[Data excerpts]
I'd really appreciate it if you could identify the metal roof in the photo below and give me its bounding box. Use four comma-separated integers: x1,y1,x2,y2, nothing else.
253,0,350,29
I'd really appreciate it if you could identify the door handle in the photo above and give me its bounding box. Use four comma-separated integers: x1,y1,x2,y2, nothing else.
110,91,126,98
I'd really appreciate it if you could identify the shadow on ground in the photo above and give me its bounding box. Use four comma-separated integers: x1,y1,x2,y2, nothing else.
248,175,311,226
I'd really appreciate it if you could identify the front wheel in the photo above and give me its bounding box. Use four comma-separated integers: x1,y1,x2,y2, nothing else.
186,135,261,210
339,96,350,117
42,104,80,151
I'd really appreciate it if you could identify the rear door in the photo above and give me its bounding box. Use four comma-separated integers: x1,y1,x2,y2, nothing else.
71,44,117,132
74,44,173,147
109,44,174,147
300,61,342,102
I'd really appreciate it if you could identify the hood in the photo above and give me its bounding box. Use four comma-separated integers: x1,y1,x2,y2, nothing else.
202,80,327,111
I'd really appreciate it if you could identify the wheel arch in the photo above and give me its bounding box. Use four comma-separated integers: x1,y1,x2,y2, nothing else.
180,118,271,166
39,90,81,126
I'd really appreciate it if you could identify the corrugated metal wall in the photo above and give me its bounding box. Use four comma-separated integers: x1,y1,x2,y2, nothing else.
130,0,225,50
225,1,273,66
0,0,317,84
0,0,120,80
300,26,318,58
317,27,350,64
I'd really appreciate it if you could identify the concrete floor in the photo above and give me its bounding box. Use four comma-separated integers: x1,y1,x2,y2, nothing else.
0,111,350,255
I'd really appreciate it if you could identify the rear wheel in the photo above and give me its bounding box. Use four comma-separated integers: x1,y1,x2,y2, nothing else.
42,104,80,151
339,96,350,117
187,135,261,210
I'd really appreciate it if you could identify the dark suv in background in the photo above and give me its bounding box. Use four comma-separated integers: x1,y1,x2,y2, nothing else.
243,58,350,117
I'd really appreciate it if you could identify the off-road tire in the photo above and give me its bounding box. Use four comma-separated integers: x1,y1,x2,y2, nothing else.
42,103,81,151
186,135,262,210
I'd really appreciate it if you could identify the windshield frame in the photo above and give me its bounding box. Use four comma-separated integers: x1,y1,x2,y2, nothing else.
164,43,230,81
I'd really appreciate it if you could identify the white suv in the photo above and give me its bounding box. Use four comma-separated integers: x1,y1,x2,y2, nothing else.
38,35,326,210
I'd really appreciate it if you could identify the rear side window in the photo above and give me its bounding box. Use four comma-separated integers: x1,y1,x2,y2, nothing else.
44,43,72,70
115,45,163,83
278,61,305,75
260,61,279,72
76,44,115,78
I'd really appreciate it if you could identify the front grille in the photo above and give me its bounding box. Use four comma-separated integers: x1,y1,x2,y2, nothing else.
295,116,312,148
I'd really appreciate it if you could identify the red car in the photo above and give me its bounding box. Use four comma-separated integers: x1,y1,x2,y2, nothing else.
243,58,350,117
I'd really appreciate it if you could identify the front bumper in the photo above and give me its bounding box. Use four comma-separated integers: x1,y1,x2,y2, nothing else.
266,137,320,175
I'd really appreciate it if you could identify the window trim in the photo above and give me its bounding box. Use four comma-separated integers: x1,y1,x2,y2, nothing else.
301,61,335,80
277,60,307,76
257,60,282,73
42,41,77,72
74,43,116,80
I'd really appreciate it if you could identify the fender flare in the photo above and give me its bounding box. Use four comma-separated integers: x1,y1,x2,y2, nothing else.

...

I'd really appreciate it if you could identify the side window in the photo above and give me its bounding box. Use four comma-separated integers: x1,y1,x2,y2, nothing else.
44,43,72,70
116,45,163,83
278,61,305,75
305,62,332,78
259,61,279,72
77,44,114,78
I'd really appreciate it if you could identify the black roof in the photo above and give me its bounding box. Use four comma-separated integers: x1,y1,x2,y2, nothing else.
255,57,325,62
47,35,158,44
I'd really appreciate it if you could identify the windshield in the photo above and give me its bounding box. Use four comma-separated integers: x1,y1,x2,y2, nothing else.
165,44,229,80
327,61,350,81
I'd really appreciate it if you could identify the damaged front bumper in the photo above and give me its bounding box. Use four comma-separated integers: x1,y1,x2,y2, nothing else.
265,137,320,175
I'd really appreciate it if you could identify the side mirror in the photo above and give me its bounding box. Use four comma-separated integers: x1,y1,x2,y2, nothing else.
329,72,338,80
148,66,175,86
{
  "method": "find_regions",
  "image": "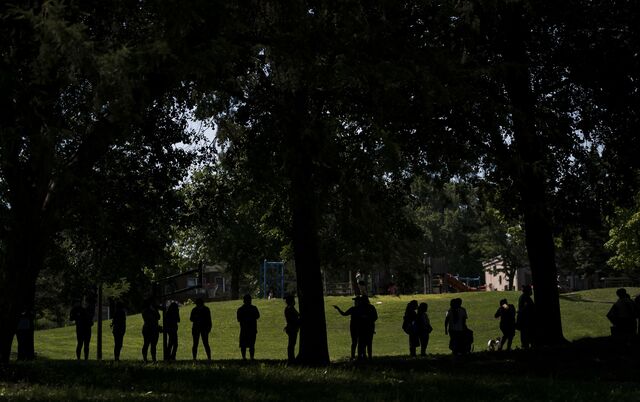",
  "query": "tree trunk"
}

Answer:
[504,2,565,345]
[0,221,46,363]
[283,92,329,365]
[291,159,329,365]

[Aim of the exercise] Put the lines into a JSON list of strings, one string per line with blank lines omitted, beginning with the line that contains "I'd really appreciate it if you could identify the white" and ending with the line that contains "76,44,115,78", both included.

[Complete answer]
[
  "I'd really appreciate it if you could identify the white suv in the photo above and give me its bounding box. Use four comma-separated integers: x1,y1,x2,y2, nothing else.",
  "38,35,326,210",
  "I'd really appreciate it if you could identify the rear side window in the photo above and give me its bounding box. Use four comma-separated integers: x1,y1,x2,y2, nothing else.",
  "44,43,72,70",
  "115,45,163,83",
  "278,61,305,75",
  "260,61,279,72",
  "76,44,115,78"
]